TASK REQUIREMENTS —
Output the data below line for line and without any changes, omitting the pictures.

DATA TO USE —
────────

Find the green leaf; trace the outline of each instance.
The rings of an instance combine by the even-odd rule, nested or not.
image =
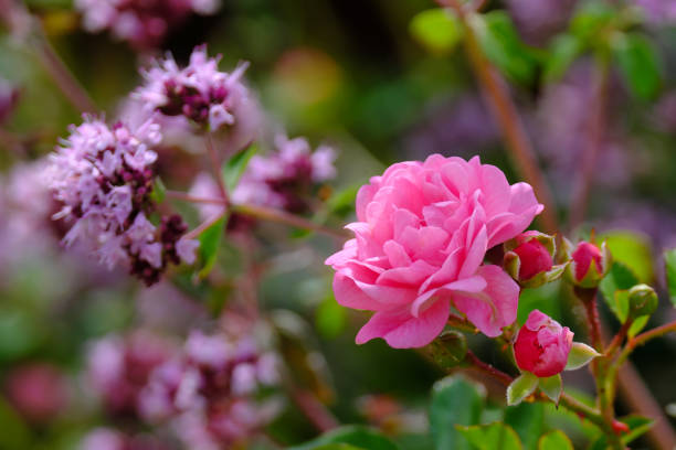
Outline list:
[[[338,304],[336,298],[327,296],[315,312],[315,324],[319,333],[327,339],[336,338],[345,329],[347,311]]]
[[[676,307],[676,248],[664,253],[664,264],[667,277],[667,287],[669,291],[669,300]]]
[[[469,450],[456,425],[478,424],[484,407],[484,392],[460,375],[434,384],[430,406],[430,428],[436,450]]]
[[[614,261],[608,275],[599,283],[599,289],[609,308],[620,322],[629,314],[629,289],[638,283],[638,277],[623,262]]]
[[[563,382],[561,381],[561,374],[540,378],[540,389],[549,397],[554,404],[559,404],[561,392],[563,390]]]
[[[419,12],[409,24],[413,39],[429,52],[451,53],[463,38],[461,21],[447,9],[431,9]]]
[[[514,82],[531,85],[538,71],[538,56],[519,38],[505,11],[469,17],[486,56]]]
[[[594,34],[608,28],[616,15],[615,9],[604,1],[588,1],[571,19],[570,30],[582,42],[589,42]]]
[[[636,336],[636,334],[641,333],[641,330],[645,328],[649,319],[649,315],[642,315],[638,319],[634,320],[634,323],[632,323],[632,326],[630,326],[626,334],[629,334],[630,338]]]
[[[600,240],[605,240],[612,259],[629,267],[638,277],[638,281],[649,285],[655,276],[653,267],[653,249],[647,236],[617,231],[604,234]]]
[[[574,450],[574,448],[563,431],[553,430],[540,438],[538,450]]]
[[[223,181],[228,192],[232,192],[240,182],[240,179],[244,174],[249,161],[258,151],[258,146],[252,143],[241,152],[234,154],[225,164],[223,164]]]
[[[507,405],[518,405],[538,387],[538,377],[524,372],[507,387]]]
[[[155,183],[152,184],[152,192],[150,193],[150,200],[156,203],[162,203],[165,201],[165,196],[167,195],[167,188],[165,188],[165,183],[159,176],[155,178]]]
[[[644,435],[655,424],[655,420],[653,419],[636,415],[623,417],[620,419],[620,421],[630,427],[630,431],[622,436],[622,443],[624,444],[627,444]]]
[[[334,193],[326,202],[327,212],[334,214],[342,214],[345,211],[355,211],[355,200],[361,184],[345,188],[341,191]]]
[[[522,449],[521,441],[516,431],[505,424],[495,422],[472,427],[456,425],[455,428],[478,450]]]
[[[330,444],[349,444],[348,447],[329,447]],[[288,450],[352,450],[355,447],[365,450],[399,450],[399,448],[380,431],[358,426],[348,425],[328,431],[317,439],[313,439],[302,446],[291,447]]]
[[[589,362],[596,356],[601,356],[601,354],[591,346],[583,344],[582,342],[573,342],[570,353],[568,354],[568,363],[566,364],[564,369],[574,371],[580,368],[589,364]]]
[[[514,428],[524,447],[536,450],[538,437],[545,427],[545,405],[540,401],[521,403],[505,408],[505,424]]]
[[[612,50],[631,93],[644,100],[655,98],[662,87],[662,71],[652,42],[638,33],[617,34]]]
[[[560,79],[568,67],[582,53],[583,42],[572,34],[560,34],[557,36],[549,51],[549,57],[545,64],[545,81],[553,83]]]
[[[198,240],[200,242],[199,256],[200,256],[200,270],[198,277],[203,279],[213,269],[213,265],[219,256],[219,248],[221,247],[221,240],[223,239],[223,229],[228,218],[221,217],[207,229],[204,229]]]

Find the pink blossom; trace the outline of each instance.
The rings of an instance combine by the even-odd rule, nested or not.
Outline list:
[[[443,330],[451,306],[484,334],[516,319],[519,288],[486,250],[542,211],[530,185],[494,165],[433,154],[391,165],[357,195],[356,238],[327,259],[337,301],[376,313],[357,343],[418,347]]]
[[[212,14],[219,0],[75,0],[89,32],[109,30],[120,41],[144,50],[162,43],[170,29],[190,13]]]
[[[605,268],[603,267],[603,254],[601,249],[594,244],[581,242],[575,247],[572,254],[572,261],[574,264],[574,276],[575,280],[580,281],[584,278],[591,265],[595,266],[598,274],[603,274]]]
[[[330,147],[313,151],[305,138],[277,136],[273,153],[251,159],[232,199],[235,203],[304,212],[313,188],[336,176],[335,160]]]
[[[539,377],[553,376],[566,367],[572,339],[568,326],[562,328],[549,315],[534,310],[514,343],[517,366]]]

────────

FULL RESPONSE —
Find the green leaf; trace the outline of each instance.
The rings of an instance combine by the even-odd rule, nested or not.
image =
Outline list:
[[[338,304],[336,298],[327,296],[315,312],[315,324],[319,333],[327,339],[336,338],[345,329],[347,311]]]
[[[676,307],[676,248],[664,253],[664,264],[667,277],[667,287],[669,291],[669,300]]]
[[[469,450],[456,425],[478,424],[484,407],[484,392],[460,375],[434,384],[430,406],[430,428],[436,450]]]
[[[614,261],[608,275],[599,283],[599,289],[609,308],[620,322],[629,314],[629,289],[638,283],[638,277],[623,262]]]
[[[563,382],[561,381],[561,374],[540,378],[540,389],[549,397],[554,404],[559,404],[561,392],[563,390]]]
[[[419,12],[409,24],[413,39],[429,52],[451,53],[463,38],[461,21],[447,9],[431,9]]]
[[[514,82],[531,85],[538,71],[538,56],[519,38],[505,11],[469,17],[486,56]]]
[[[594,34],[608,28],[616,15],[615,9],[604,1],[588,1],[571,19],[570,30],[582,42],[589,42]]]
[[[636,336],[636,334],[641,333],[641,330],[645,328],[649,319],[649,315],[642,315],[638,319],[634,320],[634,323],[632,323],[632,326],[630,326],[626,334],[629,334],[630,338]]]
[[[600,240],[605,240],[612,259],[629,267],[638,277],[638,281],[649,285],[655,276],[653,267],[653,249],[647,236],[617,231],[604,234]]]
[[[574,450],[574,448],[563,431],[553,430],[540,438],[538,450]]]
[[[223,181],[228,192],[232,192],[240,182],[240,179],[244,174],[249,161],[258,151],[258,146],[252,143],[241,152],[234,154],[225,164],[223,164]]]
[[[507,405],[518,405],[538,387],[538,377],[524,372],[507,387]]]
[[[155,183],[152,184],[152,192],[150,193],[150,200],[156,203],[162,203],[165,201],[165,196],[167,195],[167,188],[165,188],[165,183],[159,176],[155,178]]]
[[[644,435],[655,424],[655,420],[653,419],[636,415],[623,417],[620,419],[620,421],[630,427],[630,431],[622,436],[622,443],[624,444],[627,444]]]
[[[334,193],[326,202],[327,212],[334,214],[342,214],[345,211],[355,211],[355,200],[361,184],[345,188],[341,191]]]
[[[522,449],[521,441],[516,431],[505,424],[495,422],[472,427],[456,425],[455,428],[478,450]]]
[[[330,444],[349,444],[348,447],[329,447]],[[288,450],[352,450],[355,447],[365,450],[399,450],[399,448],[380,431],[358,426],[348,425],[328,431],[317,439],[313,439],[302,446],[291,447]]]
[[[589,362],[596,356],[601,356],[601,354],[591,346],[583,344],[582,342],[573,342],[570,353],[568,354],[568,363],[566,364],[564,369],[574,371],[580,368],[589,364]]]
[[[514,428],[524,447],[536,450],[538,437],[545,427],[545,405],[540,401],[521,403],[505,408],[505,424]]]
[[[612,50],[631,93],[644,100],[655,98],[662,87],[662,71],[652,42],[638,33],[617,34]]]
[[[560,79],[568,67],[582,53],[583,42],[572,34],[560,34],[557,36],[549,51],[549,57],[545,64],[545,81],[553,83]]]
[[[198,240],[200,242],[199,256],[200,256],[200,270],[198,277],[203,279],[213,269],[213,265],[219,256],[219,248],[221,247],[221,240],[223,239],[223,229],[228,218],[221,217],[207,229],[204,229]]]

Find the pink blossom; trace the outline of each instance.
The rings of an instance combine by the even-odd rule, nested or not.
Outline list:
[[[443,330],[451,306],[484,334],[516,319],[519,288],[486,250],[542,211],[530,185],[494,165],[433,154],[391,165],[357,195],[356,238],[327,259],[337,301],[376,313],[357,343],[418,347]]]
[[[212,14],[219,0],[75,0],[89,32],[109,30],[120,41],[144,50],[162,43],[170,29],[190,13]]]
[[[605,268],[603,267],[603,254],[601,249],[594,244],[581,242],[575,247],[572,254],[572,261],[574,264],[574,276],[575,280],[580,281],[584,278],[591,265],[595,266],[598,274],[603,274]]]
[[[330,147],[313,151],[305,138],[277,136],[273,153],[251,159],[232,199],[235,203],[304,212],[313,188],[336,176],[335,160]]]
[[[539,377],[553,376],[566,367],[572,339],[568,326],[562,328],[549,315],[534,310],[514,343],[517,366]]]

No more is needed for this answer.